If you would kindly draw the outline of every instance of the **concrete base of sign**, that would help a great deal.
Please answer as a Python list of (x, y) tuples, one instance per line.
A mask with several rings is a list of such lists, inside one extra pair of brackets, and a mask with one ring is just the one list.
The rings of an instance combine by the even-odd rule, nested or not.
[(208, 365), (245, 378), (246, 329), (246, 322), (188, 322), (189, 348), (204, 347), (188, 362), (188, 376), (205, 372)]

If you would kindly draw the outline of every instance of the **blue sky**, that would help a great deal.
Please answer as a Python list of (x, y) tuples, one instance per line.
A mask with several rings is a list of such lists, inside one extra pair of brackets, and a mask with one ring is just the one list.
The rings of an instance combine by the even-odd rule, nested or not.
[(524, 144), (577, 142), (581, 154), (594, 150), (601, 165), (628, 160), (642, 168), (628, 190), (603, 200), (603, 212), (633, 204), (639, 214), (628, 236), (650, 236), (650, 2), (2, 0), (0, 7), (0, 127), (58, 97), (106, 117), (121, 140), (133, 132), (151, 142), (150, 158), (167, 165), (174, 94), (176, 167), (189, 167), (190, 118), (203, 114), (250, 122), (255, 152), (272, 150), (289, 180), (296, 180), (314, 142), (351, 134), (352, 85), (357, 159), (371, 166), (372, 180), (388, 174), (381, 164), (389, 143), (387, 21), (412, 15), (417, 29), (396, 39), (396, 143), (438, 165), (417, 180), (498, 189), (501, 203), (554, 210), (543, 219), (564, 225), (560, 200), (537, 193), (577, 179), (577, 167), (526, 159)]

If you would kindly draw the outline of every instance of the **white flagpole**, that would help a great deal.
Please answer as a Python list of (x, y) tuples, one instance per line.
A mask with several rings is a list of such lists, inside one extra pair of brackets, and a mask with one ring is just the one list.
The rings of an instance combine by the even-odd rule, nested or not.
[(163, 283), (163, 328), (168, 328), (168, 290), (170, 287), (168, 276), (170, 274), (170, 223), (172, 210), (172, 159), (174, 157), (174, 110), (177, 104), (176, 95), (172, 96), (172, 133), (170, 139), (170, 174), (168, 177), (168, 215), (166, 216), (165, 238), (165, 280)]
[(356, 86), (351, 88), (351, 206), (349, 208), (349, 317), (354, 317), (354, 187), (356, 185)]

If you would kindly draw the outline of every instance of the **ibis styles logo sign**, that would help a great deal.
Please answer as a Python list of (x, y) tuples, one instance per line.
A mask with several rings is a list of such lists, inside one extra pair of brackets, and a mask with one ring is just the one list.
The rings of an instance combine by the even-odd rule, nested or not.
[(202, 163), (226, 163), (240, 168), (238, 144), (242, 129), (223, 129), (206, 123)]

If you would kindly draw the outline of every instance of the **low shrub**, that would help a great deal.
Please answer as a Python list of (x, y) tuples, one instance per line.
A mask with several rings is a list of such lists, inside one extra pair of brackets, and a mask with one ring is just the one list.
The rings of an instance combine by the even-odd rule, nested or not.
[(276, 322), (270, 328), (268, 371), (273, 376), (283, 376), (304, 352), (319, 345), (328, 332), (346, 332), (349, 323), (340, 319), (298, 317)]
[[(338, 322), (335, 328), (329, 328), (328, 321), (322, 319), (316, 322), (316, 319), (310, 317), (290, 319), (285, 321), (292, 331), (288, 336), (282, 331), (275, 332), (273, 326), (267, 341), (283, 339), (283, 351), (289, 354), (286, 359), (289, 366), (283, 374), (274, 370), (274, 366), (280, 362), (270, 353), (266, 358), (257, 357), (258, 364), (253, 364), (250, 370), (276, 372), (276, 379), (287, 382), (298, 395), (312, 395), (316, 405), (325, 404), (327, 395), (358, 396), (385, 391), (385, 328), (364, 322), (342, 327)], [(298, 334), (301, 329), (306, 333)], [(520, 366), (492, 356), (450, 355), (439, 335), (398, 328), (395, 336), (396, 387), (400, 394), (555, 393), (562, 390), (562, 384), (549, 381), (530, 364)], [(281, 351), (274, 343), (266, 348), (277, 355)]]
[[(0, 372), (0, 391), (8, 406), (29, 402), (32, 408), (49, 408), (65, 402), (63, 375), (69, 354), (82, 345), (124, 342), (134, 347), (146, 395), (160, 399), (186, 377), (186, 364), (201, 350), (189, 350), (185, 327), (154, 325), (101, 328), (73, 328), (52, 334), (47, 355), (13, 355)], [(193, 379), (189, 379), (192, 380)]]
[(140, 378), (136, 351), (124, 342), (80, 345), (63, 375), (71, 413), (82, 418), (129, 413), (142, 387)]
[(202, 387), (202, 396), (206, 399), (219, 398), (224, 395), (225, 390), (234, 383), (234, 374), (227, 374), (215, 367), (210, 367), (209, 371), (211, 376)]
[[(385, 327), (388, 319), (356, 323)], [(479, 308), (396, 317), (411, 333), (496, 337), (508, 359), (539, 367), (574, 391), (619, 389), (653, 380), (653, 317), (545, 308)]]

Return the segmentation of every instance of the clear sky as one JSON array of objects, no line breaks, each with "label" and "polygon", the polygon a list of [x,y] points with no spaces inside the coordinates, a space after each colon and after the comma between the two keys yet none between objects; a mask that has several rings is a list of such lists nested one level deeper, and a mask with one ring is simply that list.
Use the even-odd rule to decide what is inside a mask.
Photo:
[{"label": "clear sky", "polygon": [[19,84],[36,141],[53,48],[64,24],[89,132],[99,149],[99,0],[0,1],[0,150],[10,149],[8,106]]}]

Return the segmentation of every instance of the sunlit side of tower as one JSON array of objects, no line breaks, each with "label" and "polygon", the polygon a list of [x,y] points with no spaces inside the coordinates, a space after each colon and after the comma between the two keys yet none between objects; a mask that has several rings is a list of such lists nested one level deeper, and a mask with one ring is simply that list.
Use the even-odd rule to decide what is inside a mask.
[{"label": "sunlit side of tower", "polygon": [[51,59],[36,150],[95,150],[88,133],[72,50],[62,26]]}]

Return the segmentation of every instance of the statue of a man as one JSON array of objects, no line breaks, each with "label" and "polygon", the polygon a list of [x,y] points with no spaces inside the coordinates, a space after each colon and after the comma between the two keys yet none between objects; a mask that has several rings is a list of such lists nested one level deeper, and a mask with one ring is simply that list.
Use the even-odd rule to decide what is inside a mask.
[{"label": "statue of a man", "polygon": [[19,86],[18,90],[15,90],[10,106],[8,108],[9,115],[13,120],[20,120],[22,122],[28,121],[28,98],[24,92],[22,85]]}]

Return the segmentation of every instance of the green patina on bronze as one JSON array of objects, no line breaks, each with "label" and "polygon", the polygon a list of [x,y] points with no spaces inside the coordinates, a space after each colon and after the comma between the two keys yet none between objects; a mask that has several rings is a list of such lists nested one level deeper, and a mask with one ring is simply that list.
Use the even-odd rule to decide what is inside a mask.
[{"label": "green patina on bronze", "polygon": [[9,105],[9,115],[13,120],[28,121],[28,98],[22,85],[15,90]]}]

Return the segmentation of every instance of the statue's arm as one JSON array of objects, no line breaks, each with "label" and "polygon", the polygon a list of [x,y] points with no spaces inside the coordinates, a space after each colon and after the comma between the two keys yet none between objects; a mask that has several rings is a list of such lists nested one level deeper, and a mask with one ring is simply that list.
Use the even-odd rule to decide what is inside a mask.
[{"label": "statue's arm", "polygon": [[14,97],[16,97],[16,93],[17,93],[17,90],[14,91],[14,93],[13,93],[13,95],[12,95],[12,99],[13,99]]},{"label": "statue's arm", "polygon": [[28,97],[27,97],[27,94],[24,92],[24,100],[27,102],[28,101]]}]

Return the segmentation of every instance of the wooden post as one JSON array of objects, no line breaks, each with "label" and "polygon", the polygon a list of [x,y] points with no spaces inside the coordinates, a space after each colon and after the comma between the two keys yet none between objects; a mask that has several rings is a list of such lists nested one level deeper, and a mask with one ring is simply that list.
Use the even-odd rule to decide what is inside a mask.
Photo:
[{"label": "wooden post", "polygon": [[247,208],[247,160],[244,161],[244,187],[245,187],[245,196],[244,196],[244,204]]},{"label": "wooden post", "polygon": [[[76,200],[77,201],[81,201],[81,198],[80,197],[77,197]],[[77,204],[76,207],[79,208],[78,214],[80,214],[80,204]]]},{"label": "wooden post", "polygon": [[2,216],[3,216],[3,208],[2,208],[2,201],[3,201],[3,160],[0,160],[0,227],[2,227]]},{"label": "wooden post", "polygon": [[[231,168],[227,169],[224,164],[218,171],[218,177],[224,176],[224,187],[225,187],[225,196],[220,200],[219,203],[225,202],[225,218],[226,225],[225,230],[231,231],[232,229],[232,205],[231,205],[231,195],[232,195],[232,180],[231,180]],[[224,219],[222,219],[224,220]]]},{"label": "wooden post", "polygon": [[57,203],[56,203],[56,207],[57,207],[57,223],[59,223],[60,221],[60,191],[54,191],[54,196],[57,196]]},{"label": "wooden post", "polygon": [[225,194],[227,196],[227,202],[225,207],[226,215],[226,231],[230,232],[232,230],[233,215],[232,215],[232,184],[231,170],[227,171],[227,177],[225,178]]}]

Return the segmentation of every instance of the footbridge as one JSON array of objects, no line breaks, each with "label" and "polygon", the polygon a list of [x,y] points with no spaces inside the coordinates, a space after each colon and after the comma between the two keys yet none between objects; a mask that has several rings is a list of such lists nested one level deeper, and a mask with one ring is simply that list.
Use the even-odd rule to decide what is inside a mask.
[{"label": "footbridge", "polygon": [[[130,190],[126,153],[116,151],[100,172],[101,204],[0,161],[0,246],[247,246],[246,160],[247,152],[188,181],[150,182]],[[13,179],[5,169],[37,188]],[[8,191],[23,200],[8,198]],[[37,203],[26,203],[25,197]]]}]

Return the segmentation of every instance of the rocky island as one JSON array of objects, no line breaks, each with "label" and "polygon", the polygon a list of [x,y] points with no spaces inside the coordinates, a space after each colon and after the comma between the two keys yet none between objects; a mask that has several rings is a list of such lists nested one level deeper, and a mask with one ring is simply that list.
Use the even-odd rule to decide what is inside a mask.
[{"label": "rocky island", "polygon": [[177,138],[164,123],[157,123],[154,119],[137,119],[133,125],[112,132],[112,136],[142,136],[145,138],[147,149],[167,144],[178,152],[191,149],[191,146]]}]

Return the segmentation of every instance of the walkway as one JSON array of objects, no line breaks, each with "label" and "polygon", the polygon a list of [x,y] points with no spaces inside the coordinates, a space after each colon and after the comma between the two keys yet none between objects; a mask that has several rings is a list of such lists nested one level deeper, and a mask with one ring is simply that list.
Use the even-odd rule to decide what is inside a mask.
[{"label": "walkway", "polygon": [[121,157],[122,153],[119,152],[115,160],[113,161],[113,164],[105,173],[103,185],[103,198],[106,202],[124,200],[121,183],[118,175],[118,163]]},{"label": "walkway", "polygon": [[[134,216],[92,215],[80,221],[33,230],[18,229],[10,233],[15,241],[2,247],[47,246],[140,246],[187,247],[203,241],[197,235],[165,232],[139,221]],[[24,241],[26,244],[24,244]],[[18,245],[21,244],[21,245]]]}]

---

**Brief:**
Convert the entries, beginning at the first line and stopping after the line that contains "376), (205, 372)]", into a Markdown table with the columns Row and Line. Number each line and leave out blank lines.

**Expected answer:**
| Row | Line |
|---|---|
| 1 | If you would kindly draw the outline of every instance of the **concrete base of sign**, that would help a great deal. |
| 2 | Please answer as a Python list of (x, y) tuples, one instance per line. |
| 3 | A mask with several rings is a list of such lists, inside one extra pair of brackets, and a mask with one ring is just the one list. |
| 4 | The rings of an instance combine by the even-odd rule, nested or not. |
| 5 | [(208, 365), (245, 378), (246, 329), (246, 322), (188, 322), (189, 348), (204, 347), (188, 362), (188, 376), (205, 372)] |